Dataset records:
+--

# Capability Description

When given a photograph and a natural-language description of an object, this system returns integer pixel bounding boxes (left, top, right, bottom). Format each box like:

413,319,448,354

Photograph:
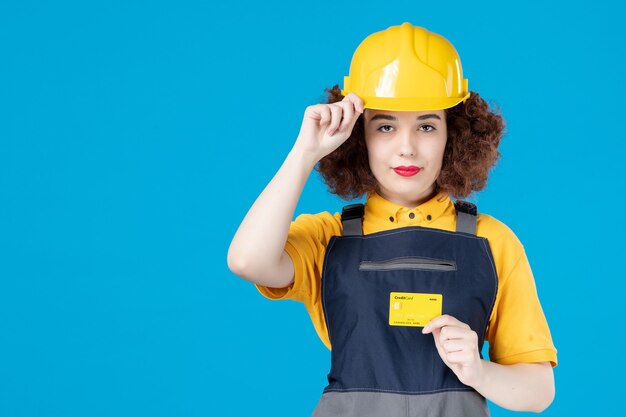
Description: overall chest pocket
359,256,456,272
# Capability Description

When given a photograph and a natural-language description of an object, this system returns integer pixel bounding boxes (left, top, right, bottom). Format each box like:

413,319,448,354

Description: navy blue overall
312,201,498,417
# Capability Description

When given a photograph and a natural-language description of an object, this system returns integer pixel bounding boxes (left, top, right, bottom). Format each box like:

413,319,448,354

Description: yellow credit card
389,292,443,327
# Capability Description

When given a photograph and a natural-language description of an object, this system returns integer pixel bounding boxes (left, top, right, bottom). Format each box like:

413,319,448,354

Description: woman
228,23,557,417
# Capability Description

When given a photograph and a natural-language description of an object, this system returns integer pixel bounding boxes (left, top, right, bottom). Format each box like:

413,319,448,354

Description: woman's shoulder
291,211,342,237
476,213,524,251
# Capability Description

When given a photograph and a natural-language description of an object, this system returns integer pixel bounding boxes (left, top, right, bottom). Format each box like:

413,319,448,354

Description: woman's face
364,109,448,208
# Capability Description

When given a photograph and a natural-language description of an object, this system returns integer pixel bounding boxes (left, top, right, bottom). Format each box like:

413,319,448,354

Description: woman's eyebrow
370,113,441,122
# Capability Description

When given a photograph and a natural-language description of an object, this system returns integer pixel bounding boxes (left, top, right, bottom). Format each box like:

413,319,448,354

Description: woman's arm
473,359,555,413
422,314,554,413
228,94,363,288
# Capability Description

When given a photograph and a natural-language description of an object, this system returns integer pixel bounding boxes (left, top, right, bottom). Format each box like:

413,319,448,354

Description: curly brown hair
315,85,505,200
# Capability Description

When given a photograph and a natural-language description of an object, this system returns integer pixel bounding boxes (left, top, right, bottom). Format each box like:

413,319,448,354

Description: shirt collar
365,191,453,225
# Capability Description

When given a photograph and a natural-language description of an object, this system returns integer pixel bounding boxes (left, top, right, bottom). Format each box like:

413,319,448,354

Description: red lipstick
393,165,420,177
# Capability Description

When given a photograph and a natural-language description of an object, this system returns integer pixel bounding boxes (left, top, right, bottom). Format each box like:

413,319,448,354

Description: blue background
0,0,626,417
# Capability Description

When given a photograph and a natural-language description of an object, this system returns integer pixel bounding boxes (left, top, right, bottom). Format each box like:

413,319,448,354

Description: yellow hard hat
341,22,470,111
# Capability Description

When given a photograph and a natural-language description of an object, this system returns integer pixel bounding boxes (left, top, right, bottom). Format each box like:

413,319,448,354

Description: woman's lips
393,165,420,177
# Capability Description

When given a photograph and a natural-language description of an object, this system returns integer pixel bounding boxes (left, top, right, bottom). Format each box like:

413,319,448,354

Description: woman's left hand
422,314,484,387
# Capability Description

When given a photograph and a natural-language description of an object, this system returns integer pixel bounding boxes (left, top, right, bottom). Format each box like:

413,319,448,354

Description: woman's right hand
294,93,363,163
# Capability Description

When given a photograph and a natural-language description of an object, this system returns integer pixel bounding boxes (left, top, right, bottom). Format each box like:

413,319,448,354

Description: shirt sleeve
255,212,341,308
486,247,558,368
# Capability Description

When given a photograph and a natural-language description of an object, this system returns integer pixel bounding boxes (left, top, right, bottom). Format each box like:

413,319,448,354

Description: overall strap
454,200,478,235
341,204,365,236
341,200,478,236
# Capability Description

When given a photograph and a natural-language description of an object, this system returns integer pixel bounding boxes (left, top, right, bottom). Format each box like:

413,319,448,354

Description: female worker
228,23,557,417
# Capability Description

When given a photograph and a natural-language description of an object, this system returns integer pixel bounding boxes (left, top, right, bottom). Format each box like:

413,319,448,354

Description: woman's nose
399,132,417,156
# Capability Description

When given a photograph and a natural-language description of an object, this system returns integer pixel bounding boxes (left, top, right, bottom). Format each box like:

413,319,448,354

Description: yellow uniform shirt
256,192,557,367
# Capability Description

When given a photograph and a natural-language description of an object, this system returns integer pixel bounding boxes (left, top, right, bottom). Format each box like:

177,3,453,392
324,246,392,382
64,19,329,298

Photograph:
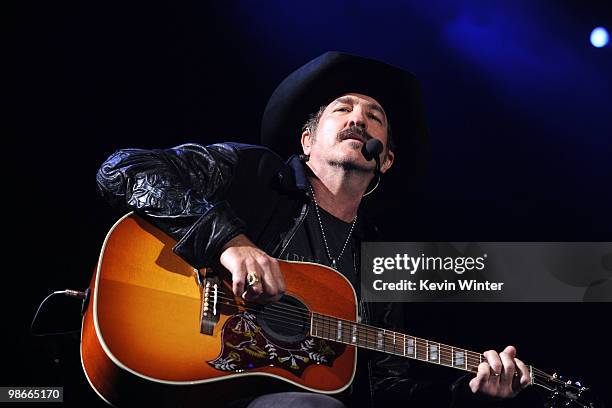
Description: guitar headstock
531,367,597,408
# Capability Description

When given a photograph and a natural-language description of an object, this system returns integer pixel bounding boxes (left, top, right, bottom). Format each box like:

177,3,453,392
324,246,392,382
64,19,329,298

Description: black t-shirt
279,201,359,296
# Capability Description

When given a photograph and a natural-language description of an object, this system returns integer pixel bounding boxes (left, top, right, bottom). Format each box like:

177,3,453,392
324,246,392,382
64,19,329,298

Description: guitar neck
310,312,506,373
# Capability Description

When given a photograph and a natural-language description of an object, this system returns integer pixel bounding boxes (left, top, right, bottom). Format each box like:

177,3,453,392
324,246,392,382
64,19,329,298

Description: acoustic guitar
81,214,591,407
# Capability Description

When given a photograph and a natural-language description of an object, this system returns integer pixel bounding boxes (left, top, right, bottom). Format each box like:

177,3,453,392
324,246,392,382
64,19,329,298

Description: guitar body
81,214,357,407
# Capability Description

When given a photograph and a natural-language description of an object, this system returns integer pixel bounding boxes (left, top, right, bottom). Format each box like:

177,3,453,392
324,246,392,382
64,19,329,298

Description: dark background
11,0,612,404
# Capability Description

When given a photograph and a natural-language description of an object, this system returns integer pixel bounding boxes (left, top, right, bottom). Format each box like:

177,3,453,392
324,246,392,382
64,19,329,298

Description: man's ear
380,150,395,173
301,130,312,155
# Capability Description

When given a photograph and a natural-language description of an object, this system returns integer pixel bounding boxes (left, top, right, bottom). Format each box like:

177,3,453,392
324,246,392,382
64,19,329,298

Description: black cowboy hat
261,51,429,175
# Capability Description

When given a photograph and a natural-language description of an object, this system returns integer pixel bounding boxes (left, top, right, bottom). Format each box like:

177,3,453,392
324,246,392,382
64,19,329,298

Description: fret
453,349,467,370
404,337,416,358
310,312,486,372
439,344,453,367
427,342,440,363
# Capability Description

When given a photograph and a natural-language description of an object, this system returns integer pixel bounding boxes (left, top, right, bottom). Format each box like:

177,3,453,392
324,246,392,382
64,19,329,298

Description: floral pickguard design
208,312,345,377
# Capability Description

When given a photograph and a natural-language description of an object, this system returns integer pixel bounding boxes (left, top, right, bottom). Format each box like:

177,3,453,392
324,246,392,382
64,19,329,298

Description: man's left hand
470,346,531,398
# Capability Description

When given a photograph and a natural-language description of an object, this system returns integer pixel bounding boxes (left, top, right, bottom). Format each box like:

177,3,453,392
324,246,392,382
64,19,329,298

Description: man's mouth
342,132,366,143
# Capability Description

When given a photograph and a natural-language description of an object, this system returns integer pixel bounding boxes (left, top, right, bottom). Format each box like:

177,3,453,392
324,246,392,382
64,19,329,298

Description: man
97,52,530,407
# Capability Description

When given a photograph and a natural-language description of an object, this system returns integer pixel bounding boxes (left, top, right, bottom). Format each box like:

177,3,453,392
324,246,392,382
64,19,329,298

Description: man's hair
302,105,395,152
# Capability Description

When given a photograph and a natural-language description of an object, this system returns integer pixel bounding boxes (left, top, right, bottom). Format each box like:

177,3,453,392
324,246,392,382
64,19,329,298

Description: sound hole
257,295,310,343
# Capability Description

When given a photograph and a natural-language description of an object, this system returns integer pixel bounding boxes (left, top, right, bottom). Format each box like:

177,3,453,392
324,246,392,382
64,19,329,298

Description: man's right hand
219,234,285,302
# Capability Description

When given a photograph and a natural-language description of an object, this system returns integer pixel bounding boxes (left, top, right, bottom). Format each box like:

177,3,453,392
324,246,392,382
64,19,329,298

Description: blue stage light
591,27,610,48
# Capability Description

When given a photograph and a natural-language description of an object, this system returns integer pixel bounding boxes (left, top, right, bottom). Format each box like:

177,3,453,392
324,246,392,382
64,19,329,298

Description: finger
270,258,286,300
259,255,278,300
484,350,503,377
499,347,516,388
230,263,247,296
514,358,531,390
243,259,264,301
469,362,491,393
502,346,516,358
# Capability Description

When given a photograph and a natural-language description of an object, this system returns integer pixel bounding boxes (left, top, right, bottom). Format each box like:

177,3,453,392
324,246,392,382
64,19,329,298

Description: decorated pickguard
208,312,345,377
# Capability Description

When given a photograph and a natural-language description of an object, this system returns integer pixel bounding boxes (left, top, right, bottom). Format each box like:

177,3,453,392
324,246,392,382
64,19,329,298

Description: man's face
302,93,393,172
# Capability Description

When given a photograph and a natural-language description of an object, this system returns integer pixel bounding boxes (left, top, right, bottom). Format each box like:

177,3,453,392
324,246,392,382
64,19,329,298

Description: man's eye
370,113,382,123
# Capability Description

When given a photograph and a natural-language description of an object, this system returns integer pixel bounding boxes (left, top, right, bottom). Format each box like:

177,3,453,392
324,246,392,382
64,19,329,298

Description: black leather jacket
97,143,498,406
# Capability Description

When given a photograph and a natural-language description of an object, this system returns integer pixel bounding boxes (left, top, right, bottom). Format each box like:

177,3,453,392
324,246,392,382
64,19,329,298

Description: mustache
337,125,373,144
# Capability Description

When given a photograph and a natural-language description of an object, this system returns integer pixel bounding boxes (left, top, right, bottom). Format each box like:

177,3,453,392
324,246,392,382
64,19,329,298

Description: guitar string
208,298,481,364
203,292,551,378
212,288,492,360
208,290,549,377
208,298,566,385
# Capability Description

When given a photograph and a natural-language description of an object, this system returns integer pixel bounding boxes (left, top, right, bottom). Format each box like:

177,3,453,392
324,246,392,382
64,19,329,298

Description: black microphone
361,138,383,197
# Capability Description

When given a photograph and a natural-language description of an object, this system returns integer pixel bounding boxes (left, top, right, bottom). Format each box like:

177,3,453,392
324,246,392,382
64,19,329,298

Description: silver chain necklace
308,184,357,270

+--

Render the records from their first line through the line containing "370,113,441,122", inclusive, as a Markdown table with the columns Row and Record line, numbering each line and omitting blank lines. Leave the pictures out of the table.

**Task response:**
| Row | Record line |
|---|---|
| 1 | # Capability Description |
| 2 | When given a photograph and a natural-language description of an object, this system returns integer pixel bounding boxes (left, top, right, bottom). Format each box like: |
| 3 | 413,319,448,354 |
| 4 | Photograph: |
| 5 | Description: overall chest pocket |
| 6 | 359,256,456,272 |
| 7 | # Capability Description |
| 8 | When given a photograph and a natural-language description of an object, this system returns integer pixel bounding boxes (left, top, right, bottom). Format each box like: |
| 9 | 413,319,448,354 |
| 10 | Description: navy blue overall |
| 11 | 312,201,498,417 |
| 12 | # Capability Description |
| 13 | When given a photograph and a natural-language description of an object, this system returns integer pixel bounding boxes (left, top, right, bottom). Format each box like: |
| 14 | 413,319,448,354 |
| 15 | Description: yellow credit card |
| 16 | 389,292,443,327 |
| 17 | # Capability Description |
| 18 | When given a photograph and a natural-language description of an object, this system returns integer pixel bounding boxes (left, top, right, bottom). Format each box like: |
| 19 | 413,319,448,354 |
| 20 | Description: woman |
| 21 | 228,23,557,417 |
| 22 | # Capability Description |
| 23 | When given a photograph and a natural-language description of an object, this system returns integer pixel bounding boxes (left, top, right, bottom). Format each box like: |
| 24 | 413,319,448,354 |
| 25 | Description: woman's shoulder |
| 26 | 291,211,342,237 |
| 27 | 476,213,524,251 |
| 28 | # Capability Description |
| 29 | When given a photograph and a natural-language description of an object, this system returns integer pixel bounding boxes (left, top, right, bottom). Format each box like: |
| 30 | 413,319,448,354 |
| 31 | Description: woman's face |
| 32 | 364,109,448,208 |
| 33 | # Capability Description |
| 34 | When given a photograph and a natural-language description of an object, this system returns integer pixel bounding boxes (left, top, right, bottom). Format each box like: |
| 35 | 413,319,448,354 |
| 36 | Description: woman's eyebrow |
| 37 | 370,113,441,122 |